(Stored data entries)
※ ※ ※
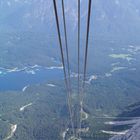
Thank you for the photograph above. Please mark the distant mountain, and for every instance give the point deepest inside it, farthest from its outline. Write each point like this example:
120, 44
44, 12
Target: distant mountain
114, 19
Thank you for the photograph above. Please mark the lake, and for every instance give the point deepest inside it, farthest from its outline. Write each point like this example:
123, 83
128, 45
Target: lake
17, 79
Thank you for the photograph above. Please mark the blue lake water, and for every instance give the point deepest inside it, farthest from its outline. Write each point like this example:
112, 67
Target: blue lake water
18, 79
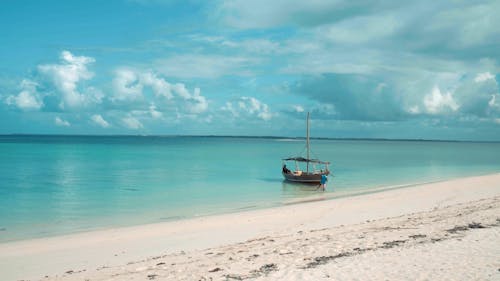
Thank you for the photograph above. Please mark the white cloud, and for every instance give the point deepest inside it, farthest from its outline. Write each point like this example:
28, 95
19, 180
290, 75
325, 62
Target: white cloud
159, 85
249, 107
97, 118
132, 123
28, 98
61, 122
298, 108
154, 113
66, 76
437, 102
130, 84
481, 77
205, 66
126, 86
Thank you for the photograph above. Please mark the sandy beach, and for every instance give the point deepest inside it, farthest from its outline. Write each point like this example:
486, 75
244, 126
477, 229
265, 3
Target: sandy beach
444, 230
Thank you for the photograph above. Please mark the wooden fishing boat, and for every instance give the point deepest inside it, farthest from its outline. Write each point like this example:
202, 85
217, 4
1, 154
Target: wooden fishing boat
314, 168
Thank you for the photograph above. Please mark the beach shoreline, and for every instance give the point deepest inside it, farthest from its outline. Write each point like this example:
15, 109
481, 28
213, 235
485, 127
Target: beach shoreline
102, 254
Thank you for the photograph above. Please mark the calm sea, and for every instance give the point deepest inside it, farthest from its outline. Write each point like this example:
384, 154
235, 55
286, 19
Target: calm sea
51, 185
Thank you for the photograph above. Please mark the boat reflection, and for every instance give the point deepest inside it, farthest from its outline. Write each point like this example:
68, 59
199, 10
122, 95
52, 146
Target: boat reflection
295, 189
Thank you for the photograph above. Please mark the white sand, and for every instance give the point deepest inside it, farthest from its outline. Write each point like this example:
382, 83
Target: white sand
407, 233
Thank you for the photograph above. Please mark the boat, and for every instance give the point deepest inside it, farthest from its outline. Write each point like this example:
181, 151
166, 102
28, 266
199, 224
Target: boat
312, 173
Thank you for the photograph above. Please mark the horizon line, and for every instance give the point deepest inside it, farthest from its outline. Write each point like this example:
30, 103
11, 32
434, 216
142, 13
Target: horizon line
248, 137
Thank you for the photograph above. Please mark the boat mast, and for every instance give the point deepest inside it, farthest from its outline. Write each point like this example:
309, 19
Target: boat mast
307, 141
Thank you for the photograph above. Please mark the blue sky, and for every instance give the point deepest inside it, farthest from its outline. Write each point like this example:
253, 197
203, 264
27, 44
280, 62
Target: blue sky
364, 69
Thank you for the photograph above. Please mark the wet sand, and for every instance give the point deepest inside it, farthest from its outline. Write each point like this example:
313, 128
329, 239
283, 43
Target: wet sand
444, 230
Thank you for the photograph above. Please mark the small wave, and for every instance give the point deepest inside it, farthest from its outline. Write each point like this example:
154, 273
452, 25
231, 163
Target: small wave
288, 140
130, 189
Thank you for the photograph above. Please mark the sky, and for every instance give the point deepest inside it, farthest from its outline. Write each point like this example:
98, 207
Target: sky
363, 69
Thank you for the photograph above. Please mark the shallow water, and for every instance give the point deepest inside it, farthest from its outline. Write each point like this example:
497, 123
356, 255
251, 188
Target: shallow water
51, 185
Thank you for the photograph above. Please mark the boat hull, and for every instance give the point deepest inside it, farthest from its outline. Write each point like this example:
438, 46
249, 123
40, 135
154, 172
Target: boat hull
305, 177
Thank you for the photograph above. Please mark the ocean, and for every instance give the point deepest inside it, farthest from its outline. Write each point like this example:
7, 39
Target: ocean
53, 185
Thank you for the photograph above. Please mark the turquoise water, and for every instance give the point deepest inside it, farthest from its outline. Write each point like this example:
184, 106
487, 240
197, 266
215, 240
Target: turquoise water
52, 185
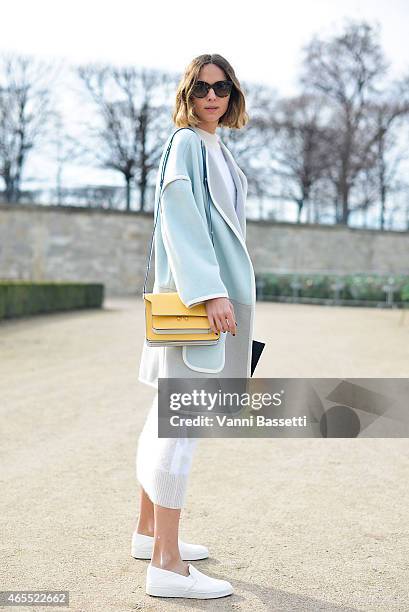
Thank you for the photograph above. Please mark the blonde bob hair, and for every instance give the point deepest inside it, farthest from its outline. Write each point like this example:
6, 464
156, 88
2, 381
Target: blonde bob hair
184, 115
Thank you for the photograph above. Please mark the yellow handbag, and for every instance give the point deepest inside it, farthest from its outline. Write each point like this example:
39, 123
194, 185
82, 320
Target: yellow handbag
168, 321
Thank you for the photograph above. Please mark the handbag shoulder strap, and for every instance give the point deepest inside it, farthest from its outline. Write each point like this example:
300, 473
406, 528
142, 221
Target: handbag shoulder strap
165, 159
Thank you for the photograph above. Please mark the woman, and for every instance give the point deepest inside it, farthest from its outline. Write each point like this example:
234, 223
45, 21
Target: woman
218, 274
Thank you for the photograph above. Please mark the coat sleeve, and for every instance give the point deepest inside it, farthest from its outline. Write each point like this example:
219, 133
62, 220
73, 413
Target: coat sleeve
185, 231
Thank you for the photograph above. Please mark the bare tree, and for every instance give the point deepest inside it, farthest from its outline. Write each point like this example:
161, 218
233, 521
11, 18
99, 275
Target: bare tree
299, 147
25, 114
347, 70
132, 122
251, 146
※ ※ ※
* _Direction_
Reproduce every line of the records above word for word, leaving out the pictures.

* _Exercise result_
Thank you for the photograph above. Please mark the distant mountain, and for every instance give the point deepest inside it, farthest from its outline. Write each point like this example:
120, 44
44, 12
Target: distant mountain
114, 19
Thank you for the photograph above. Please mark the lake, and for every instance give the point deepest inside it, farthest from its outline. Write each point like this example:
123, 83
128, 45
Target: lake
17, 79
Thank you for the photograph above. Please mark the blue lake water, and for every instance give the point deepest inside it, farthest from its outline. Write each point like this example:
112, 67
Target: blue lake water
18, 79
Thank you for the photograph above. Please mark the white cloud, and for every instance give the point deepest inside it, farthest from its outline. Write each point like this example:
28, 95
19, 180
290, 75
325, 62
Target: white cloud
159, 85
249, 107
97, 118
132, 123
28, 98
61, 122
298, 108
154, 113
66, 76
437, 102
130, 84
481, 77
205, 66
126, 86
Thank you for the photograph above. Please mark the sandy beach, and for every instance give the point deepest inside it, farthest from its outline. Write each point like this example:
486, 75
244, 126
477, 229
265, 3
Target: sandy beach
444, 230
Thank you for the photograph above. Please mark the wooden fishing boat, and for every instance give the point deepest inside it, farthest from its outline. Write each point like this example:
202, 85
217, 4
1, 154
Target: wooden fishing boat
314, 168
Thank you for the photograph above. Please mark the beach shoreline, and for every instance give the point deepest inside it, farthest from its outline. Write each point like this example:
15, 109
481, 28
213, 235
485, 127
Target: beach shoreline
102, 254
Thank you for the photograph above. Please mark the calm sea, and for every instance give the point deepest inside it, farthest from its outline. Write each point like this example:
384, 154
235, 55
286, 19
Target: calm sea
51, 185
Thank you for the photograph above. Please mark the boat reflection, and for every instance give the point deepest inside it, farthest from its outline. Write each point like this example:
68, 59
199, 10
122, 95
52, 146
Target: boat reflection
295, 189
Thank you for the photograph above. Please mark the white sand, and for every instance give the point deepest inside it, farthest from its outline. Write each point like this example:
382, 83
Target: white sand
407, 233
Thank you for the photograph above. Please mark the boat, and for every instance give the point deepest inside it, farthest from its outline. Write each point like this example:
181, 151
166, 102
28, 266
199, 224
Target: boat
312, 173
Thank you for the photograph above. Please mark the horizon line, and for every instance give the point deepest inside it, farthest from its outline. Write each point like this example:
30, 103
11, 32
434, 216
142, 13
Target: horizon line
248, 137
Thank you for the photograph above. Please mark the boat mast, and for every instance give the point deepest inside it, farthest from its outline. Write each point like this example:
309, 19
Target: boat mast
307, 141
Thank you for the photograph above. Please mark the blue sky, and for every instance give the point deepest inside it, farthest from its outline. Write each point like this example:
253, 197
203, 264
27, 44
280, 62
Target: blue sky
364, 69
Thank you for the photograph above. Please mark the wet sand, and for every instance give the point deepest inside it, farthest from its outline. Write each point like this example:
313, 128
329, 239
283, 43
Target: wet sand
444, 230
Thank you for the photograph above. Please mark the small wave, and for every instance give the point deepest inside it, farthest from its outline. Write each point like this example:
154, 273
452, 25
231, 163
Target: small wave
288, 140
130, 189
Thank you for the photograph above. Please mark the sky, and for every instance give the point deepest inside it, farthest from its outline. Write each point like this example:
98, 207
Target: sky
363, 69
Thank you for the photograph above. Please mark the shallow water, and for every instance give the point deepest inside it, farthest from its outline. Write each point like this example:
497, 123
356, 255
251, 188
Target: shallow water
51, 185
Thank you for the photograph above. Please mark the boat hull, and for every instance give the point deepest inside it, farthest from its outline. Write each point like this example:
438, 46
249, 123
40, 135
154, 172
Target: boat hull
305, 177
Thank you for the photograph above. Please mark the ocean, and for every instance give the point deepest inside it, farthest from its outline. Write each point like this example:
7, 39
Target: ocean
53, 185
Thank you for the photograph above. Please mark the turquoise water, and for every instance give the point deepest inside it, farthest from its outline. Write each point like this example:
184, 106
487, 240
197, 266
215, 240
Target: turquoise water
52, 185
Thank you for the photograph above. Please mark the blonde bob hair, and for every instance give the point deepest inside it, farthest from its outline. Write each point like this example:
6, 464
156, 88
2, 381
Target: blonde bob hair
184, 115
Thank you for the photograph above. Please mark the yellow handbag, and for every instance give the point deepest inside it, farthest from its outline. Write each point like this example:
39, 123
194, 185
82, 320
Target: yellow handbag
168, 321
Thank you for the photograph above. Please mark the handbag shoulder strap, and for every instance give the point deepest inside it, farthest from its outline. Write each point like this example:
300, 473
406, 528
142, 221
Target: handbag shoulder strap
165, 159
Thank you for the photograph above. Please mark the woman, and for every instance give the point deepest inside it, farthest from its outline. Write each point like this example:
234, 223
45, 21
Target: woman
218, 274
Thank you for the photograph above. Please mark the coat sleeve, and for every instance give the point deepest inside it, farthest from its outline. Write each point like this example:
219, 133
62, 220
73, 413
Target: coat sleeve
185, 231
Thank you for the photograph above. Please mark the bare tree, and for every instance give the point deepest inside it, farthest from its outline. Write each point like this example:
161, 218
233, 521
11, 18
99, 275
Target: bare tree
299, 147
25, 114
347, 70
132, 122
251, 146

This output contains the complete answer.